=== DATASET ENTRIES ===

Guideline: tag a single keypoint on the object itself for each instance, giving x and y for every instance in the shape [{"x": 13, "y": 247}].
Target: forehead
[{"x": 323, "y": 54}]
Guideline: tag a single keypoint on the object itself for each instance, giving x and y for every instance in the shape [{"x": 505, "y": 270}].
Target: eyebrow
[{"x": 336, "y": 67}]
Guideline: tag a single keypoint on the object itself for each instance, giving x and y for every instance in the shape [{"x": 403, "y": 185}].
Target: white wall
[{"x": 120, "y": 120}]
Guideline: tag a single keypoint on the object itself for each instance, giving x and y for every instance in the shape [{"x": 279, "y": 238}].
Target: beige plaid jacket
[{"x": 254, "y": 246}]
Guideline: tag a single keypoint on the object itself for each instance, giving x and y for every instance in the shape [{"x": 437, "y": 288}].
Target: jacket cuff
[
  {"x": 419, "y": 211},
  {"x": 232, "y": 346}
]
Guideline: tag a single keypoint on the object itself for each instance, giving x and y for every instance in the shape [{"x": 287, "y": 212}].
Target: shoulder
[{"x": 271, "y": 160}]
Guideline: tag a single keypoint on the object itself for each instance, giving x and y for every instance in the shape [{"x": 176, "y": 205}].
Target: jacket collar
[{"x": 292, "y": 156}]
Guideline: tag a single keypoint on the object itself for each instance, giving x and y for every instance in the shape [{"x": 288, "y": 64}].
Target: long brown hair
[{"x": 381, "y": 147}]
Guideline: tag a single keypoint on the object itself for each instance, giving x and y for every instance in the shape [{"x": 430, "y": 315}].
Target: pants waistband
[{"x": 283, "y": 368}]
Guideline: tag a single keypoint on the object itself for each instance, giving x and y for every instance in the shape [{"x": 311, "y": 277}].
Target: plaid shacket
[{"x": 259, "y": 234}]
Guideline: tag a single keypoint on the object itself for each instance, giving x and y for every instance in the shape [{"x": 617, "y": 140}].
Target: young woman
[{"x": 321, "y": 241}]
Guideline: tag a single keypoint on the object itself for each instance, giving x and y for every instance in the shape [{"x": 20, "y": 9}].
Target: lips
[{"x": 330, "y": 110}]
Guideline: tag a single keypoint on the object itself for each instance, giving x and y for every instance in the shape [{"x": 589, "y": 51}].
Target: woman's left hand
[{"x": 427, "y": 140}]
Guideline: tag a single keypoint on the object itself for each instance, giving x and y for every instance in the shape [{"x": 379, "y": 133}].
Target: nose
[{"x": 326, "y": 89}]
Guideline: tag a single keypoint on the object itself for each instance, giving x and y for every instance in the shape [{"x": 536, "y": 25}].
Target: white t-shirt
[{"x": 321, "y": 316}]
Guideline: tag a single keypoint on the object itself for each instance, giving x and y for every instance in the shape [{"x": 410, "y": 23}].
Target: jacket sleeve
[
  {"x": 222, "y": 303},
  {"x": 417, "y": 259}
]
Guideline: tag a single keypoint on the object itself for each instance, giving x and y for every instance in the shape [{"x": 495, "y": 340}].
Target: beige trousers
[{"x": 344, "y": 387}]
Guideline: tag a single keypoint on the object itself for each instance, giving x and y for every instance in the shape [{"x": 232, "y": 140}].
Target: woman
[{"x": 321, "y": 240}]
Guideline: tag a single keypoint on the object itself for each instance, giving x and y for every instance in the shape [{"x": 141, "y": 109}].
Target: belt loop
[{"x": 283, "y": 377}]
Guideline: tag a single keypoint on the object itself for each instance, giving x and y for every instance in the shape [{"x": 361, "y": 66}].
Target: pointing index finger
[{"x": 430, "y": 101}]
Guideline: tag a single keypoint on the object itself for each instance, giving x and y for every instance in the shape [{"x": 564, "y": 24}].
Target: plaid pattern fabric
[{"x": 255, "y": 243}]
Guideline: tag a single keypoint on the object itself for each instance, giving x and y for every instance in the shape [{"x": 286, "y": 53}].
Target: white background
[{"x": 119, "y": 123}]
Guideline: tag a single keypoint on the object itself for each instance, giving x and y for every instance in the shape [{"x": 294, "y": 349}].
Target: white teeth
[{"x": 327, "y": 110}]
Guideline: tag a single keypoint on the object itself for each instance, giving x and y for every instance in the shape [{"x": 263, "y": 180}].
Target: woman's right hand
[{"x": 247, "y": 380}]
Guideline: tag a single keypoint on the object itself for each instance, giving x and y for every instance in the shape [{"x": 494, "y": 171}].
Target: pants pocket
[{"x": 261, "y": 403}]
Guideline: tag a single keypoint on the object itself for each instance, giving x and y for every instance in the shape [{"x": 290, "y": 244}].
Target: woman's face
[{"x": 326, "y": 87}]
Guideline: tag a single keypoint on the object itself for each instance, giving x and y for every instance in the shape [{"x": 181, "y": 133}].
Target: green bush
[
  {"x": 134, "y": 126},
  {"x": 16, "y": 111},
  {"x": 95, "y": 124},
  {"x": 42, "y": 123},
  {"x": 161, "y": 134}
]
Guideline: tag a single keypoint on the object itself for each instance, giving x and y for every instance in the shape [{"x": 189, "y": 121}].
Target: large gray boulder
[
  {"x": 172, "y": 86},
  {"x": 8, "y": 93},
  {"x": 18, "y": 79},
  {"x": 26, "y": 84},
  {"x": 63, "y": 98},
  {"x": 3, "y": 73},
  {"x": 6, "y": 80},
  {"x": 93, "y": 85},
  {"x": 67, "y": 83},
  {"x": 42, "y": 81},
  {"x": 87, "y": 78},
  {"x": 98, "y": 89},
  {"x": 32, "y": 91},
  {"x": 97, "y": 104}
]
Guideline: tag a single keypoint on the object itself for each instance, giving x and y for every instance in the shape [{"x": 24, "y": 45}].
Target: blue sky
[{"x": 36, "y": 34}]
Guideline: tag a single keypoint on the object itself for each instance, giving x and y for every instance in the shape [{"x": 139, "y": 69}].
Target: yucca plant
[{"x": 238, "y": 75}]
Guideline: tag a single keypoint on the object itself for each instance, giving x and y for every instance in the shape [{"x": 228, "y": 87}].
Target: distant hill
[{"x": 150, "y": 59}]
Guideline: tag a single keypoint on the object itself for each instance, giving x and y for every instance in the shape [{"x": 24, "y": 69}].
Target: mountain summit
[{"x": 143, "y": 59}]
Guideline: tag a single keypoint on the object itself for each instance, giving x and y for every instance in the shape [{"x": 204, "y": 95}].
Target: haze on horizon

===

WORK TO BE COMPLETED: The output should match the records above exactly, entry for entry.

RESPONSE TO THE EXERCISE:
Guideline: tag a single keypoint on the object itself for each instance, giving x and y for every instance in the shape [{"x": 13, "y": 247}].
Target: forehead
[{"x": 323, "y": 54}]
Guideline: tag a single keypoint on the object itself for each instance, giving x and y for every instance in the shape [{"x": 505, "y": 270}].
Target: eyebrow
[{"x": 336, "y": 67}]
Guideline: tag a single keypoint on the object itself for each instance, giving x and y for every instance in the shape [{"x": 403, "y": 185}].
Target: white wall
[{"x": 120, "y": 120}]
Guideline: tag a single keypoint on the object itself for each instance, giving x and y for every instance in the shape [{"x": 279, "y": 238}].
Target: beige plaid jacket
[{"x": 254, "y": 246}]
Guideline: tag a single keypoint on the object itself for each instance, giving x and y for every instance in the shape [{"x": 437, "y": 288}].
Target: jacket cuff
[
  {"x": 419, "y": 211},
  {"x": 232, "y": 346}
]
Guideline: tag a single keypoint on the object itself for each instance, giving x and y for every instance in the shape [{"x": 287, "y": 212}].
Target: shoulder
[{"x": 271, "y": 160}]
Guideline: tag a single keypoint on the object itself for each instance, giving x and y for every instance in the shape [{"x": 176, "y": 205}].
Target: jacket collar
[{"x": 292, "y": 156}]
Guideline: tag a single keypoint on the object itself for each instance, giving x and y for every instance in the shape [{"x": 288, "y": 64}].
Target: long brown hair
[{"x": 381, "y": 147}]
Guideline: tag a single keypoint on the object itself for each instance, giving x and y for every instance in the shape [{"x": 430, "y": 315}].
Target: pants waistband
[{"x": 283, "y": 368}]
Guideline: tag a single keypoint on the object itself for each instance, giving x and y for every instance in the shape [{"x": 311, "y": 277}].
Target: plaid shacket
[{"x": 259, "y": 234}]
Guideline: tag a single keypoint on the object itself for each instance, giving x and y for every instance in the shape [{"x": 617, "y": 140}].
Target: young woman
[{"x": 321, "y": 241}]
Guideline: tag a single keypoint on the object itself for each instance, giving x and y for every instance in the shape [{"x": 20, "y": 9}].
Target: lips
[{"x": 330, "y": 110}]
Guideline: tag a single keypoint on the object itself for each instance, giving x and y for every instance in the shape [{"x": 589, "y": 51}].
Target: woman's left hand
[{"x": 427, "y": 140}]
Guideline: tag a single keypoint on the object itself for each instance, giving x and y for every instance in the shape [{"x": 379, "y": 133}].
Target: nose
[{"x": 326, "y": 89}]
Guideline: tag a single keypoint on the object itself for each instance, giving x and y for every instance in the shape [{"x": 536, "y": 25}].
Target: white t-shirt
[{"x": 321, "y": 316}]
Guideline: tag a single keypoint on the object itself for each instance, giving x and y for every instance in the shape [{"x": 410, "y": 23}].
Target: jacket sleeve
[
  {"x": 222, "y": 303},
  {"x": 417, "y": 259}
]
Guideline: tag a single keypoint on the object itself for each instance, giving x and y for every instance in the shape [{"x": 495, "y": 340}].
Target: beige trousers
[{"x": 344, "y": 387}]
Guideline: tag a single keypoint on the object itself for each instance, giving x and y for every instance in the shape [{"x": 232, "y": 140}].
Target: woman
[{"x": 321, "y": 240}]
Guideline: tag a single keypoint on the object itself for each instance, giving x and y for every instance in the shape [{"x": 141, "y": 109}].
Target: belt loop
[{"x": 283, "y": 377}]
Guideline: tag a single keypoint on the object itself for each instance, giving x and y for every instance in the shape [{"x": 361, "y": 66}].
Target: pointing index finger
[{"x": 430, "y": 101}]
Guideline: tag a single keypoint on the object itself for each instance, giving x and y for every instance in the shape [{"x": 564, "y": 24}].
Target: plaid pattern fabric
[{"x": 255, "y": 243}]
Guideline: tag a single keypoint on the object itself for each instance, giving x and y for every instance in the shape [{"x": 286, "y": 53}].
Target: white background
[{"x": 119, "y": 123}]
Guideline: tag a single keypoint on the object itself for each instance, giving x and y for every instance in the shape [{"x": 294, "y": 349}].
Target: white teeth
[{"x": 327, "y": 110}]
Guideline: tag a single keypoint on the object itself for each instance, giving x and y for every instance in the shape [{"x": 263, "y": 180}].
Target: woman's right hand
[{"x": 247, "y": 380}]
Guideline: tag a single keypoint on the object itself for each instance, giving x and y for every instance in the shape [{"x": 494, "y": 171}].
Target: pants pocket
[{"x": 261, "y": 403}]
Guideline: tag a single keypoint on the object itself for each instance, giving x and y for every instance in the shape [{"x": 290, "y": 244}].
Target: woman's face
[{"x": 326, "y": 87}]
Guideline: tag a single keypoint on the object itself for each instance, giving x and y for every instance in the shape [{"x": 181, "y": 133}].
Target: green bush
[
  {"x": 134, "y": 126},
  {"x": 16, "y": 111},
  {"x": 95, "y": 124},
  {"x": 42, "y": 123},
  {"x": 161, "y": 134}
]
Guideline: tag a single keypoint on the object itself for each instance, giving x and y for every instance in the shape [{"x": 189, "y": 121}].
Target: large gray boulder
[
  {"x": 172, "y": 86},
  {"x": 8, "y": 93},
  {"x": 18, "y": 79},
  {"x": 26, "y": 84},
  {"x": 63, "y": 98},
  {"x": 3, "y": 73},
  {"x": 6, "y": 80},
  {"x": 93, "y": 85},
  {"x": 67, "y": 83},
  {"x": 42, "y": 81},
  {"x": 87, "y": 78},
  {"x": 98, "y": 89},
  {"x": 32, "y": 91},
  {"x": 97, "y": 104}
]
Guideline: tag a single keypoint on the object itself for each instance, giving x and y for every instance in the shape [{"x": 24, "y": 45}].
Target: blue sky
[{"x": 36, "y": 34}]
Guideline: tag a single keypoint on the object itself for each instance, giving x and y for every instance in the shape [{"x": 139, "y": 69}].
Target: yucca plant
[{"x": 238, "y": 75}]
Guideline: tag a single keypoint on the object itself for each instance, giving x and y for every instance in the shape [{"x": 228, "y": 87}].
Target: distant hill
[{"x": 150, "y": 59}]
Guideline: tag a single keypoint on the object itself for each instance, giving x and y for every instance in the shape [{"x": 24, "y": 69}].
Target: mountain summit
[{"x": 143, "y": 59}]
Guideline: tag a single keypoint on the object itself for each instance, giving x and y for every instance in the shape [{"x": 204, "y": 95}].
Target: haze on horizon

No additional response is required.